# [EXERCISE AIM]
Please repeat the listing in its entirety, without any alteration.

# [EXERCISE DATA]

::::::::::

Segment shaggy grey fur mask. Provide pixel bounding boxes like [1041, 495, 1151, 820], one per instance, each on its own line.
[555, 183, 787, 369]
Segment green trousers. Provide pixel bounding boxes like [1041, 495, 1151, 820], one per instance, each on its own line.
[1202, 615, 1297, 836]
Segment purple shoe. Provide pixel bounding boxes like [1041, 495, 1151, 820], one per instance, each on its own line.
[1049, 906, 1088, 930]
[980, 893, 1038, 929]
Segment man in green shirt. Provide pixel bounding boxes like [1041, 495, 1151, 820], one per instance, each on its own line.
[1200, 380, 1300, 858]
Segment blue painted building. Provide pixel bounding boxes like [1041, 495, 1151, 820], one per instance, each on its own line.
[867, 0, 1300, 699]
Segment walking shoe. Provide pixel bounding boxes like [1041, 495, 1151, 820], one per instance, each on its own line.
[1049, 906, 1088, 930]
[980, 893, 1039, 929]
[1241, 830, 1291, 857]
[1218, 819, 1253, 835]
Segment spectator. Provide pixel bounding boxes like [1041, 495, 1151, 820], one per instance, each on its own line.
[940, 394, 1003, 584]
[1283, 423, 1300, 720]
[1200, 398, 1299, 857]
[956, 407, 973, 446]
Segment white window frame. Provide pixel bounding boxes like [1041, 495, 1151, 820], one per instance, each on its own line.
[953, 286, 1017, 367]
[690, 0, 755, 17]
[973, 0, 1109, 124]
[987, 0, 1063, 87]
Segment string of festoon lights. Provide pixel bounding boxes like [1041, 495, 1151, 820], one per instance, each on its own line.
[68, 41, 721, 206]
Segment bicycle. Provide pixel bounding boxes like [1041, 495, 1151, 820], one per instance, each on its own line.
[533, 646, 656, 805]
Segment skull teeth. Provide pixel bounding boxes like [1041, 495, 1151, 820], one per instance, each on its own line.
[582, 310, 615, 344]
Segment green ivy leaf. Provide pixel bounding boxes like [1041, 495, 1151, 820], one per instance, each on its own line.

::::::::::

# [SOLUTION FOR THIS EXERCISE]
Segment shaggy grey fur mask. Provide pixel bounding boxes like [1041, 495, 1151, 820], one per instance, each on its own line.
[555, 183, 787, 369]
Segment green trousers. Provide pixel bounding boxes like [1041, 495, 1151, 820], one per instance, each on its own line.
[1202, 615, 1297, 836]
Segment purple shoe. Provide pixel bounding boxes like [1041, 495, 1151, 820], one per instance, each on its own line.
[1049, 906, 1088, 930]
[980, 893, 1038, 929]
Segment man in green shirt. Provide pixel bounding boxes like [1041, 495, 1151, 820], one per instance, each on its own line.
[1200, 380, 1300, 858]
Segment blue painted building. Provide pixel bounding boxes like [1041, 495, 1151, 820], one per instance, each on its own line.
[867, 0, 1300, 699]
Segment walking shoe. Provide pixel bounding boxes like [1041, 495, 1151, 820], one per instance, each on its own line.
[1049, 906, 1088, 930]
[980, 893, 1039, 929]
[1241, 830, 1291, 857]
[1218, 819, 1253, 835]
Segment spectator. Provide pixel bounding boxes like [1041, 495, 1151, 820], one per instance, each on its own line.
[940, 394, 1003, 584]
[1283, 423, 1300, 720]
[1200, 398, 1299, 857]
[956, 407, 973, 446]
Segment white window frame. Provide pixel bounding boxes like [1041, 495, 1151, 820], one per instance, each on its own line.
[953, 286, 1017, 367]
[690, 0, 755, 17]
[973, 0, 1109, 124]
[987, 0, 1063, 87]
Segment string of festoon lights. Provide pixel bounding boxes like [1041, 495, 1151, 820], one per instance, each on its own line.
[68, 41, 721, 206]
Segment bicycle. Provide pixel bounding boxes like [1041, 495, 1151, 820], one per instance, each on its own line.
[533, 646, 656, 805]
Segment skull teeth. Provide pixel bounding boxes like [1041, 495, 1151, 820], one per instance, each on its own line.
[582, 310, 615, 344]
Segment green ivy leaf. Provide pixel bounding boxes like [1041, 495, 1151, 820], one per instance, each on its own line.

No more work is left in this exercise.